*The request*.
In the post on April job growth, swap "private sector" for "business sector" and then write out everything from "Friday, May 2, 2014" down to "a long time.".

*Text provided*.

⟨

Friday, May 2, 2014

Jobs continue to post 2% growth

The April jobs report released today handily beat expectations (+288K vs. 218K), but it doesn't alter the big picture: private sector jobs have been growing by about 2% per year for the past several years. That's enough to give us 2-3% overall growth, but not much more.


The private sector has been creating about 200K jobs per month during non-recessionary periods for quite a long time. 


This works out to a growth rate of about 2% these days, which we have seen on average since early 2011.


The great disappointment is the ongoing decline in the labor force participation rate, which hasn't been this low since 1978. This needs to turn up if we are to enjoy robust growth conditions. That probably awaits better policies out of Washington. Businesses are not very eager to create new jobs, and those who are unemployed are not very eager to seek out job opportunities. We need to revive the economy's "animal spirits" by increasing the incentives to work and invest. That could be done by simply reducing marginal tax rates, which in turn could be paid for by reducing the massive amount of deductions, subsidies, and loopholes in our seriously-bloated tax code. Once again, the solution to slow growth is to get the government out of the way of those who want to make money.


The good news is that the private sector of the economy has created some 9.2 million jobs since the post-recession low of early 2010. The bad news is that there should be many millions more jobs now that we are in the fifth year of job expansion. It's a bit disappointing that the economy is no longer shedding public sector jobs, which have been relatively flat for the past year. As I argued in an earlier post, the huge expansion of government intervention in the economy has been one of the main causes of the sluggish recovery. We'd do better to keep shrinking the public sector, but again, that requires a change in the way Washington thinks about the world. Government can't create productive jobs nearly as well as the private sector can.


Part-time employment has been relatively flat for the past 5-6 years, and has been declining relative to total employment. This is nothing unusual.

⟩

*Data records*.
⟨

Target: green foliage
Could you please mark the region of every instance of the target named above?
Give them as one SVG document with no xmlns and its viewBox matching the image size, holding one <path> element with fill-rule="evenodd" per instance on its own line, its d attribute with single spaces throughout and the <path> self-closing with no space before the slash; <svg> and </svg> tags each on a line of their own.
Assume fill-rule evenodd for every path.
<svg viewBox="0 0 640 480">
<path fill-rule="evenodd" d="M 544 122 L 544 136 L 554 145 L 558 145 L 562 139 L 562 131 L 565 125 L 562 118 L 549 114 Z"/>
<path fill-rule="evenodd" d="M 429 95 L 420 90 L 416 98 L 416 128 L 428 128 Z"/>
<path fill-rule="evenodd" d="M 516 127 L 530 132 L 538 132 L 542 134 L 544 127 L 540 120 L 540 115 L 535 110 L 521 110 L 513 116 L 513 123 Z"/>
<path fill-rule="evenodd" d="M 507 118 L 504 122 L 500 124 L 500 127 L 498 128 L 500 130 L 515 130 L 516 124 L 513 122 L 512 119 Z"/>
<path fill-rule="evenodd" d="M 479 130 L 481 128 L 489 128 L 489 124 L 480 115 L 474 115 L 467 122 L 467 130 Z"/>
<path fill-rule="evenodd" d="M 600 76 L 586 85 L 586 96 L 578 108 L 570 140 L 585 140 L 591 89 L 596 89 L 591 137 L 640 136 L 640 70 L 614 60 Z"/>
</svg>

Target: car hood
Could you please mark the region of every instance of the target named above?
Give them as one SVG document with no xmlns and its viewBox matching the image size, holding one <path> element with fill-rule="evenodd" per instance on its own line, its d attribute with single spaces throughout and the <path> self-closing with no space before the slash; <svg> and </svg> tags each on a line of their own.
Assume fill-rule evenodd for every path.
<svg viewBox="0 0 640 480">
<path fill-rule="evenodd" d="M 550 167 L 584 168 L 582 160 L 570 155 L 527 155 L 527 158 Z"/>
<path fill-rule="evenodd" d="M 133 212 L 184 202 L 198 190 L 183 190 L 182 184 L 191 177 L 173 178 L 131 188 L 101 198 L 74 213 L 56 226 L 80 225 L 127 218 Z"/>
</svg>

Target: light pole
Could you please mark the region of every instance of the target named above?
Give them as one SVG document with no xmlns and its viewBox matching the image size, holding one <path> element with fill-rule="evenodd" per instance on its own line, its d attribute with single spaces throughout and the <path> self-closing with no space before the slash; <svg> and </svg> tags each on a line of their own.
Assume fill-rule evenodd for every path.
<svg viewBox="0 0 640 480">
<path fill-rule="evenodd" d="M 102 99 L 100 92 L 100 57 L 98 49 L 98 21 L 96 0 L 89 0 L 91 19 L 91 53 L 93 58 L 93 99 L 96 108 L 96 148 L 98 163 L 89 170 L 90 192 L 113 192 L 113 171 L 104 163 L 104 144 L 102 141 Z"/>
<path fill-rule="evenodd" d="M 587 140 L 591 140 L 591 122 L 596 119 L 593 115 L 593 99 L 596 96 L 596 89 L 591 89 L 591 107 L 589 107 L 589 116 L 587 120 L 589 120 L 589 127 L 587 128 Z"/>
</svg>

⟩

*Answer to the task*.
Friday, May 2, 2014

Jobs continue to post 2% growth

The April jobs report released today handily beat expectations (+288K vs. 218K), but it doesn't alter the big picture: business sector jobs have been growing by about 2% per year for the past several years. That's enough to give us 2-3% overall growth, but not much more.


The business sector has been creating about 200K jobs per month during non-recessionary periods for quite a long time.